Thursday, 13 December 2007

Lions and tigers and bears, oh my

I felt I should finish the thought and say how well aforementioned small girl did in her part as the lion. She was just gorgeous and so were the other 100+ kids. Just don't mention the parents...lions and tigers and...well, you get the idea.

Even I managed without the magical transporting footwear and got to Edinburgh by train (and back - without ridiculous incident) for the Poetry Pamphlet Xmas Fair. It was a day when things worked - the trains were on time and not packed, it didn't rain (despite the forecast), I found a possible new place for cards, I picked up 'Northwords Now' and there was a great review of 'Pushing out the boat' with the kind of lovely namecheck that makes a person quite giddy, the pamphlet fair was lively and friendly (well, mostly...you can never get on with all the people all the time), my cards have been selling well in the Poetry Library, I met some really nice interesting people on the train, Edinburgh was looking as beautiful as a city ever can...What a day. The kind of day that makes you think the world isn't that terrifying after all.

And now home. Peace. Quiet. Might even manage to think about something other than errands (messages?) and tea and school and animal costumes.

Tuesday, 11 December 2007

Put 'em up, put 'em up

My little girl is being the cowardly lion in her class xmas mini-version of the 'Wizard of Oz'. She is nervous and I know this because she keeps telling me 'I'm really nervous now'.
Funny how hard you try to get your offspring to be better than you but most of the time you're wasting your time...they will be what they will be. Some will be nervous, some will be pushy, some will make huge disastrous mistakes, some will find life a breeze (there are people like that..I've read about them). As ever I am doing my best not to be nervous about...so many things it would be tiresome to list them. Cowardly lion indeed...
Could really use the ruby red slippers for getting about and avoiding crowds too.

Monday, 19 November 2007

Man flu

Am having that 'glad to be alive' feeling you get after a really bad flu! I could kiss the ground, I really could. I could kiss random babies too...except of course that would just be spreading germs so not such a good idea.
Heard another great singer the other week - Kat from Australian band Colcannon. She was phenomenal...one of those big strong voices that sound like they could pick you up and carry you halfway round the world. They were guests at the folk club - excellent band too. Even better she was really positive about the poems I read and interested and all that. Felt like a real poet... which is always encouraging and helps me think I'm not completely wasting my time...
Not much poetry this week though - lots of aching and half asleep/half awake days...What day is it anyway? And who am I again?

**INFORMATION SHOWN**
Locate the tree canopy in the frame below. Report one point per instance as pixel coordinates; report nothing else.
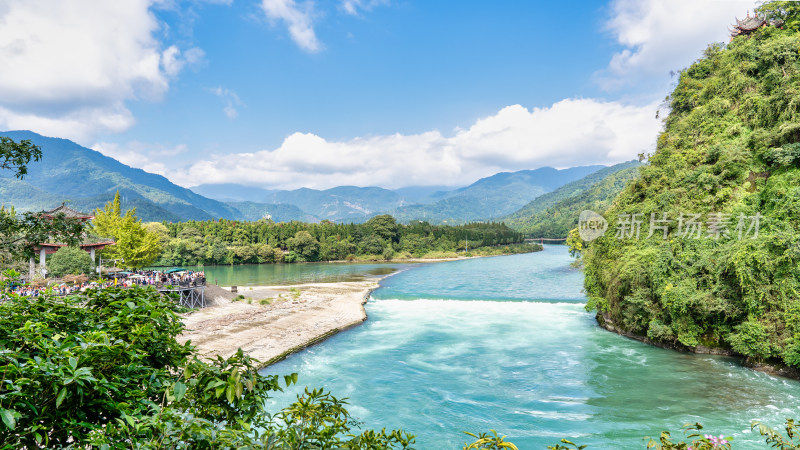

**SHORT TASK**
Write what comes next in the blog posts about a school play, poetry and flu, picking up after their last line. The data plays no role here.

**RESPONSE TO THIS TASK**
Thursday, 8 November 2007

How many blogs?

I know...it seems a bit excessive. I've started putting stuff on the blog on myspace too. I'm going to use this one for rambling and thinking apage and the other one just for adding new poems.
So that's clear.
Watched 'Britz' this week (recorded from last week..). I really liked a lot of the detail and minor characters and the confusing bits and the muddy areas. The main brother/sister story was your usual dramatic device business but in amongst it all there was some great writing and acting and thinking about complicated questions. Very sad but very good.

Sunday, 28 October 2007

Sundays are for blogging

So it seems that Sunday night is blog night. Why is that? Is it a look back over the week kind of a thing? I've always written a lot on Sundays - usually for Monday morning deadlines - but this is different. No deadlines here. Not even any obvious reason for doing it at all. A futile exercise? Perfect - the purest joy.
So this week...worried a lot about not writing anything significant or relevant or any good. Is that futile too? Some people tell me they love my poems and all the stuff around them (that'll be the waffle then, some of it is very meaningful). And when people laugh at the bits I think are funny it does feel great and as if my dream of being something like a female, non-smoking, Dave Allen might even come true. Sometimes. But there's no rush. And a lot of other stuff to think about besides me!!
Back to life...might even enjoy some of it.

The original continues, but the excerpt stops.